Textauszug ->
^^^^
Tragische Folgen hatte diese Entwicklung für die
säkulare und republikanische Bevölkerung, für die Linke und - durch die
desaströsen „Arbeitsunfälle“ immer wieder offengelegt - für die große Masse der
Werktätigen, sowie für Frauen, die den verschiedenen Facetten von Gewalt unter
dem Druck des konservativen Frauenbilds ausgesetzt sind. Die als
Demokratisierung begrüßte Dynamik bedeutete in Wahrheit nichts anderes als die
Re-Formierung der Gesellschaft unter der Kontrolle des politischen Islam.
Seit einiger Zeit ist nun offen die Rede von einer „islamischen
Revolution“ oder einer „hundertjährigen Säuberung“. In der Denktradition Samuel
Huntingtons stellt Davutoğlu der „westlichen“ die „islamische Zivilisation“
gegenüber. Deren Träger soll eine neue islamische Elite sein. Unterstrichen
wird dieses Ansinnen durch eine Vielzahl an Maßnahmen, allen voran die
Konfessionalisierung von Erziehung und Bildung. Ein Beispiel mag den erreichten
Stand illustrieren: Die Zahl der Gymnasien mit religiösem Schwerpunkt, die eine
intensive Ausbildung in Theorie und Praxis des sunnitischen Islam und die
arabische Sprache vermitteln, hat sich in zehn Jahren verdoppelt. Die aktuell
knapp 700.000 eingeschriebenen GymnasiastInnen an diesen Schulen bedeuten eine
Steigerung um 50% im Vergleich zum Vorjahr.
Während der Konformitätsdruck sich bei religiösen
Ritualen wie dem Fasten an Ramadan Bahn bricht - wehe dem, der nicht fastet -,
bestimmt das religiöse Bekenntnis immer stärker den Alltag. Schon so kleine
Zeichen wie der gewöhnliche Gruß „Merhaba“ (Hallo) anstelle des religiös
konnotierten Pendants „Selamün Aleyküm“ (etwa: Friede/Gott sei mit dir) können
sich zu einem Nachteil bei der Verfolgung alltäglicher Geschäfte entwickeln,
sei es beim Einkaufen auf dem Markt, der Suche nach einer Arbeitsstelle oder
dem Gang aufs Amt, um bestimmte Gefälligkeiten zu erwirken oder Hilfen zu
erhalten. Es ist diese materielle Anbindung der Religion, die sie so attraktiv
und zugleich repressiv macht, indem sie zur Anpassung zwingt.
Die Präsidentschaft Tayyip Erdoğans, der in seinem
neuen Präsidentenpalast ein Schattenkabinett parallel zur eigentlichen
Regierung unterhält, wird in der islamistischen Presse als Fanal gedeutet. Die
Einheit von Staat und Volk, so die verbreitete Vorstellung, sei auf allen
Ebenen wiederhergestellt worden. Das gläubige Volk habe sein gläubiges
Oberhaupt gefunden. Diese über kulturelle Werte imaginierte Identität zwischen
dem Herrscher und seinem Volk, im konservativ-liberalen Lager auch als
„Volksnähe“ oder „Authentizität“ idealisiert, bildet die ideologische Grundlage
für das Präsidialsystem, das der AKP vorschwebt.
^^^^
Aufgabe ->
Setzen Sie den Textauszug über die Islamisierung der türkischen Gesellschaft unter der AKP im Anschluss an seinen letzten Satz fort. Das Material steht in keinem Zusammenhang mit dem Textauszug.

Quellenmaterial ->
^^^^
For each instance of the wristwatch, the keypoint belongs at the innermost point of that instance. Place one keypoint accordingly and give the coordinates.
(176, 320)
^^^^
Schriftliche Antwort ->
Eine
blühende Wirtschaftsmacht
Der neo-osmanische Prunk und der Personenkult um
Erdoğan überspielen derweil die strukturellen Dynamiken. Erdoğan steht im
Vordergrund, weil seine Popularität Mehrheiten sichert. Im Hintergrund stehen jedoch
die Unternehmernetzwerke, die den Aufstieg des politischen Islam begleiten und
die Partei tragen. „Die neue Türkei wird nicht allein ein Werk der AKP, sondern
ein Werk von Stiftungen und Organisationen wie MÜSİAD sein“, so Erdoğan vor dem
Unternehmerverband über den politisch-ökonomischen Zusammenhang.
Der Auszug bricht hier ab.